● **EXERCISE MATERIALS**:

-=-=-=-=-

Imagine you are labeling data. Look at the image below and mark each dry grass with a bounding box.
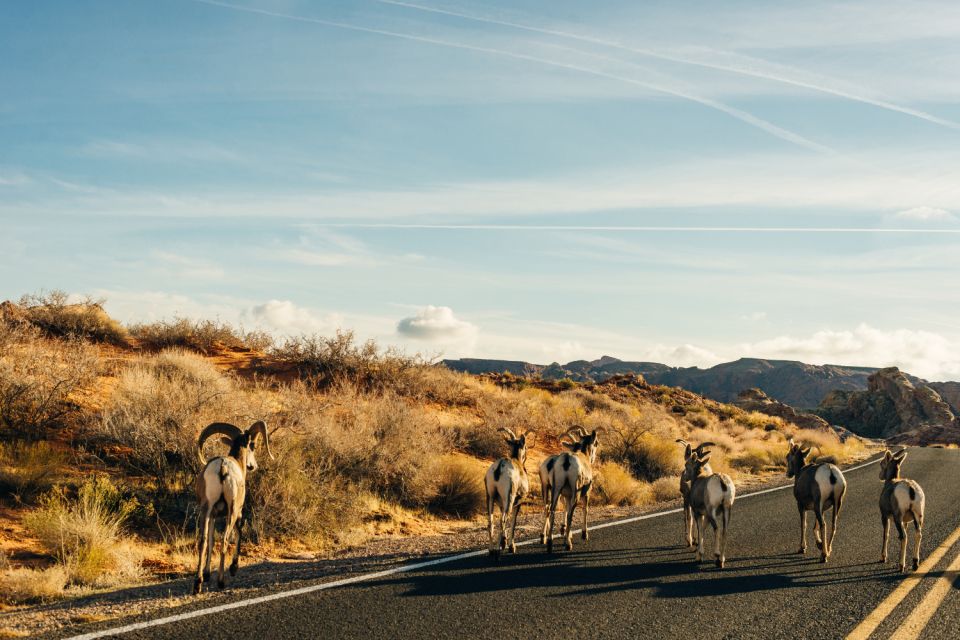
[650,476,680,502]
[594,462,654,506]
[24,477,140,586]
[0,442,67,502]
[91,349,236,491]
[19,290,128,346]
[130,318,273,355]
[0,564,69,604]
[429,456,486,518]
[0,323,100,440]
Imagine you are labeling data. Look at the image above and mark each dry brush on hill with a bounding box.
[0,296,864,602]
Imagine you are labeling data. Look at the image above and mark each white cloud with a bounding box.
[241,300,343,335]
[894,207,956,222]
[739,324,960,380]
[397,305,478,341]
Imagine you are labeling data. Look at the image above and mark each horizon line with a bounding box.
[316,222,960,234]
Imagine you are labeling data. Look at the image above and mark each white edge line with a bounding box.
[66,458,881,640]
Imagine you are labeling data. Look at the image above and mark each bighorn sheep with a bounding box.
[484,428,531,557]
[193,420,273,593]
[684,445,737,569]
[547,427,600,553]
[538,427,587,544]
[787,438,847,562]
[677,438,715,547]
[880,449,924,573]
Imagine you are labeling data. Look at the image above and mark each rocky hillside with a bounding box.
[444,356,876,407]
[816,367,960,444]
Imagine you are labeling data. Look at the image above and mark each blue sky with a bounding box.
[0,0,960,379]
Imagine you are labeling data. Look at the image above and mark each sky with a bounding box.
[0,0,960,380]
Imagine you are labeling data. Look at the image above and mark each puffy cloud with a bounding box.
[241,300,343,335]
[894,207,956,222]
[397,305,478,340]
[740,324,960,380]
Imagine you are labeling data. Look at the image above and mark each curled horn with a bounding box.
[694,442,717,456]
[197,422,243,465]
[247,420,276,460]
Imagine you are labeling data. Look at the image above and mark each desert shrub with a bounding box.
[19,291,127,346]
[316,393,451,506]
[0,328,99,439]
[23,476,140,586]
[130,318,273,355]
[94,349,236,490]
[650,476,680,502]
[247,437,360,545]
[429,457,486,518]
[453,420,507,458]
[0,442,66,502]
[594,462,653,506]
[0,564,69,604]
[728,445,785,473]
[270,330,425,391]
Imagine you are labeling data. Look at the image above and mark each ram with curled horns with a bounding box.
[193,420,274,593]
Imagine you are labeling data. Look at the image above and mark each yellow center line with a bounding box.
[890,553,960,640]
[846,527,960,640]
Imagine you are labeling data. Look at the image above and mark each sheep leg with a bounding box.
[880,516,890,563]
[797,503,807,555]
[824,496,843,555]
[510,500,521,553]
[564,491,578,551]
[193,509,210,594]
[497,496,514,557]
[203,516,217,580]
[217,516,237,589]
[230,507,247,576]
[913,511,923,571]
[893,517,907,573]
[547,486,560,553]
[487,492,495,555]
[540,487,550,544]
[696,515,706,562]
[580,489,590,542]
[813,504,830,562]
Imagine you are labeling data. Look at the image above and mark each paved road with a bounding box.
[63,449,960,640]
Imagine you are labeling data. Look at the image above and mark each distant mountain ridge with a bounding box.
[443,356,924,408]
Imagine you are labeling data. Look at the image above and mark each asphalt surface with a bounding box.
[63,449,960,640]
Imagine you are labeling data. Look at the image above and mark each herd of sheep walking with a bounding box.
[186,421,924,593]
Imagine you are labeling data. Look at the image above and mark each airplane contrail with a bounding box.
[374,0,960,130]
[310,222,960,235]
[191,0,836,155]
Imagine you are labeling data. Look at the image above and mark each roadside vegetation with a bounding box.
[0,292,865,604]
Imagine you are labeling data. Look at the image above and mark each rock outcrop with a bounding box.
[817,367,960,441]
[733,388,850,440]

-=-=-=-=-

● **REQUIREMENTS**: Reproduce the entries word for word, starting at the line that contains "ridge with a bounding box." and ending with the final line of the entries.

● **EXERCISE RESULT**:
Imagine you are labeling data. Look at the image above and mark each distant mountain ridge with a bounding box.
[443,356,924,408]
Imagine you are labeling data. Look at the image above and mark each asphalt surface with a bounding box.
[63,449,960,640]
Imagine you are labeling data. Look at the image above and mark each herd of sheep walking with a bounding box.
[186,421,924,593]
Imagine you are labeling data. Look at the image above and mark each airplane contrail with a bounding box.
[374,0,960,130]
[310,222,960,235]
[191,0,836,155]
Imagine you are labeling data. Look at the image above and mark each roadside vegetation with a bounding box.
[0,292,865,604]
Imagine you are labeling data. Look at the image above and mark each rock outcrop with a bounding box.
[817,367,960,441]
[733,388,850,440]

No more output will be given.